Region annotation entries:
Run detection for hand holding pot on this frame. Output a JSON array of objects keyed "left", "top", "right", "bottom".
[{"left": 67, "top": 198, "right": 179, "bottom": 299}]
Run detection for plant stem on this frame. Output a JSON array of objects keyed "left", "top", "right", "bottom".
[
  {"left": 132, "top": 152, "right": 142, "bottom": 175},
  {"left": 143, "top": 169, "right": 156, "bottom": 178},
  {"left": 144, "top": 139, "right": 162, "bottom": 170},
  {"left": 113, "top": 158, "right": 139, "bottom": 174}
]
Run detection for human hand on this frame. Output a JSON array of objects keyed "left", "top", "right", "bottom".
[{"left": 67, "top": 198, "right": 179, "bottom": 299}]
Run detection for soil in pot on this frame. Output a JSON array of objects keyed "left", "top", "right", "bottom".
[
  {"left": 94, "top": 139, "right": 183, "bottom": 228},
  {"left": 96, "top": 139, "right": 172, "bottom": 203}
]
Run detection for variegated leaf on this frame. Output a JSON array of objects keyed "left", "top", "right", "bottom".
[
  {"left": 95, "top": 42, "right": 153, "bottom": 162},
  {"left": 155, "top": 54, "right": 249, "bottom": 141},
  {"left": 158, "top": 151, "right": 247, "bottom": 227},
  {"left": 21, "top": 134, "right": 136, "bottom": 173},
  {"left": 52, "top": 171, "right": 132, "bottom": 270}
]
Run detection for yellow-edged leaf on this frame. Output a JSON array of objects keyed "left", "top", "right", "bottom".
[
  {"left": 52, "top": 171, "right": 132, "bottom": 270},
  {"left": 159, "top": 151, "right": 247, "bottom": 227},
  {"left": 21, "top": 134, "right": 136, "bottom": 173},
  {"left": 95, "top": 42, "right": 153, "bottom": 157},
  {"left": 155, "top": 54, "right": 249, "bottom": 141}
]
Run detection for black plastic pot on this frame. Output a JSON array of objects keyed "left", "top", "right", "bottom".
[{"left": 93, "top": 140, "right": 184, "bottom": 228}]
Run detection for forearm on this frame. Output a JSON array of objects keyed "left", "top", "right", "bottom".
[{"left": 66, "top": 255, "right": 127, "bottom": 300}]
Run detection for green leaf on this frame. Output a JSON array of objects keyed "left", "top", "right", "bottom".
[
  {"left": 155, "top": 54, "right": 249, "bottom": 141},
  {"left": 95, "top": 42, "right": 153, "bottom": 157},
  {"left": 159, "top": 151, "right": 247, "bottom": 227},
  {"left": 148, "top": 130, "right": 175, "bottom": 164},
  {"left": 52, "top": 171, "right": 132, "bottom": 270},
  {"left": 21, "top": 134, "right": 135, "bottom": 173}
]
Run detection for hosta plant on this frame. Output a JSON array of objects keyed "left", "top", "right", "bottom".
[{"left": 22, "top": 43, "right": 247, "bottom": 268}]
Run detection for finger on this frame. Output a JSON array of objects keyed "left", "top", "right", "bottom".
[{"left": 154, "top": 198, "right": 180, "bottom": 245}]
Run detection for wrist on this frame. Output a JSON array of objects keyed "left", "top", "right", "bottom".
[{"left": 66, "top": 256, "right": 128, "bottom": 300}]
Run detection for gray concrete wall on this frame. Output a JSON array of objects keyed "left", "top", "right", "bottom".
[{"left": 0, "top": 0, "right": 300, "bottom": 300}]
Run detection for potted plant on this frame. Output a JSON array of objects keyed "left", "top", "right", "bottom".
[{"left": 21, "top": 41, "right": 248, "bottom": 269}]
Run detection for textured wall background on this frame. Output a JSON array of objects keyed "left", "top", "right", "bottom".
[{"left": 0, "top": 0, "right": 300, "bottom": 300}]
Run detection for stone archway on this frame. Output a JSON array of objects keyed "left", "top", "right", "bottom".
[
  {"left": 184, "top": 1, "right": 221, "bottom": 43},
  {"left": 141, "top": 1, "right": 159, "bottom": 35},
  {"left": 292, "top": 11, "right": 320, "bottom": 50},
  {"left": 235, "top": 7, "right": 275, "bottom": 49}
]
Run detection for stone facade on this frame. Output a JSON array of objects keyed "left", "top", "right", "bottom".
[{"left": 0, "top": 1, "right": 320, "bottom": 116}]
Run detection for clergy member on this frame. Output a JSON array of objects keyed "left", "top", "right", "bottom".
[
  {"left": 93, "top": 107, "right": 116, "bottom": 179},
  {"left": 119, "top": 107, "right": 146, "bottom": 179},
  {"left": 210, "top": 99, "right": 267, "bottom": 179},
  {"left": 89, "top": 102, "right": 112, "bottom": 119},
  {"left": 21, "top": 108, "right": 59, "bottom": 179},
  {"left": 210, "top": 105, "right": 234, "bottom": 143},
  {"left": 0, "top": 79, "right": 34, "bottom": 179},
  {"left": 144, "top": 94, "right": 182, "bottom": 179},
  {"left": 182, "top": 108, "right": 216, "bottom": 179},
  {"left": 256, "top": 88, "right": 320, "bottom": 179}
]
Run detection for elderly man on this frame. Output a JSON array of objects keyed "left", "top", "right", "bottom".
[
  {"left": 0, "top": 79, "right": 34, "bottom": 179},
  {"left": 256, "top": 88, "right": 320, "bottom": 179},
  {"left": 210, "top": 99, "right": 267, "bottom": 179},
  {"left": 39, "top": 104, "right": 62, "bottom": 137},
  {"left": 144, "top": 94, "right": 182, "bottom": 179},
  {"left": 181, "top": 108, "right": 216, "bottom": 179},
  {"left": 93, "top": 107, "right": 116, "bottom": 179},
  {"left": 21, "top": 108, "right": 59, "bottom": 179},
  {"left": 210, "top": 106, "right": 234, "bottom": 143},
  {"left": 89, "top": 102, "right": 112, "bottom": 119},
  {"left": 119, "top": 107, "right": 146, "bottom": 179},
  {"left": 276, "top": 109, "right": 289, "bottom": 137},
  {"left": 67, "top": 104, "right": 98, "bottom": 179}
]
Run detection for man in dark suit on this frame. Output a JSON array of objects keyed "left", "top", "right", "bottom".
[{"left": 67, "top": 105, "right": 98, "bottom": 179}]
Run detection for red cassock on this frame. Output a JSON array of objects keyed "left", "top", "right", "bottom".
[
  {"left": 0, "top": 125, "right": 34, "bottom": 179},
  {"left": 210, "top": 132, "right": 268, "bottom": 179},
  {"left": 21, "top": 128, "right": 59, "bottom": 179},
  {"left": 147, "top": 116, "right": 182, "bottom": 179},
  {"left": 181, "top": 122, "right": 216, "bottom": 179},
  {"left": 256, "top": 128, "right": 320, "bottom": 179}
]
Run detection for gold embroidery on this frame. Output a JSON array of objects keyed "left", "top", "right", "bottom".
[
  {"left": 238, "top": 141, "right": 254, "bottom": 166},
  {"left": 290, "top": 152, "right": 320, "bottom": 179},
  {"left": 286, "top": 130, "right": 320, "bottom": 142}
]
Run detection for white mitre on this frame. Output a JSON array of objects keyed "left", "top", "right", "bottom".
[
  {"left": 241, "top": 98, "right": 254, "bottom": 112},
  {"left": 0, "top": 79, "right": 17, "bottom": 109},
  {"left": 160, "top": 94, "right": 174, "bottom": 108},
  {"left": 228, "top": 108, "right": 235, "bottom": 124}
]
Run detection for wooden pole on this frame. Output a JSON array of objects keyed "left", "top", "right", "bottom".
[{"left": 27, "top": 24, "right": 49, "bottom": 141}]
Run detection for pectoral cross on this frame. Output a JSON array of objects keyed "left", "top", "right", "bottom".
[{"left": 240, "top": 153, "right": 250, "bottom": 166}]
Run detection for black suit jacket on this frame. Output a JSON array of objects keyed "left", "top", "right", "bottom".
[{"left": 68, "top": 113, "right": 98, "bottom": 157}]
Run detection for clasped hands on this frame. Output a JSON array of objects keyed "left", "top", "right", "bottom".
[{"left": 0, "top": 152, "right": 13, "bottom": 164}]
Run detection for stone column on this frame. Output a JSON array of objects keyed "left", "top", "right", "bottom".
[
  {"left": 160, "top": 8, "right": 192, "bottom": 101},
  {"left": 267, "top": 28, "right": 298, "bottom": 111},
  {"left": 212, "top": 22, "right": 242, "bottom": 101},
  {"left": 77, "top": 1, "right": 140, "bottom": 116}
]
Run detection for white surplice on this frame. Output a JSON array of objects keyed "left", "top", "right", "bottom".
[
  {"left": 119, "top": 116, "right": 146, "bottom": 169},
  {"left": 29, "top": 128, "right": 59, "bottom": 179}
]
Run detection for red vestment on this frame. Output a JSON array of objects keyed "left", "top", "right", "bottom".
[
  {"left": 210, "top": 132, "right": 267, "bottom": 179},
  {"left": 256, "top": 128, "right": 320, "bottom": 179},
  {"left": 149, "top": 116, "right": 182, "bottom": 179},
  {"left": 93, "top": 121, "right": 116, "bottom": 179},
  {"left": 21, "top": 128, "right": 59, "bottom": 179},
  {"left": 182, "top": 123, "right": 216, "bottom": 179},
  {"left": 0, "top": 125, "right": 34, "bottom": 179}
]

* [Task to complete]:
Rewrite the lines from the one containing "Run detection for stone column" through the end of the records as a numbered list, leaving out any blank lines.

* [Written answer]:
1. Run detection for stone column on this frame. Output a JSON array of objects keyed "left", "top", "right", "bottom".
2. [
3.   {"left": 160, "top": 8, "right": 192, "bottom": 101},
4.   {"left": 267, "top": 28, "right": 298, "bottom": 111},
5.   {"left": 212, "top": 22, "right": 242, "bottom": 101},
6.   {"left": 77, "top": 1, "right": 140, "bottom": 116}
7. ]
8. Run detection for white surplice on this frame. Output a JSON array of objects keyed "left", "top", "right", "bottom".
9. [
10.   {"left": 119, "top": 116, "right": 146, "bottom": 169},
11.   {"left": 29, "top": 128, "right": 59, "bottom": 179}
12. ]
13. Run detection for red vestment on this frame. Output a JSON array of objects keyed "left", "top", "right", "bottom".
14. [
15.   {"left": 210, "top": 132, "right": 267, "bottom": 179},
16.   {"left": 256, "top": 128, "right": 320, "bottom": 179},
17.   {"left": 149, "top": 116, "right": 182, "bottom": 179},
18.   {"left": 93, "top": 121, "right": 116, "bottom": 179},
19.   {"left": 21, "top": 128, "right": 59, "bottom": 179},
20.   {"left": 182, "top": 123, "right": 216, "bottom": 179},
21.   {"left": 0, "top": 125, "right": 34, "bottom": 179}
22. ]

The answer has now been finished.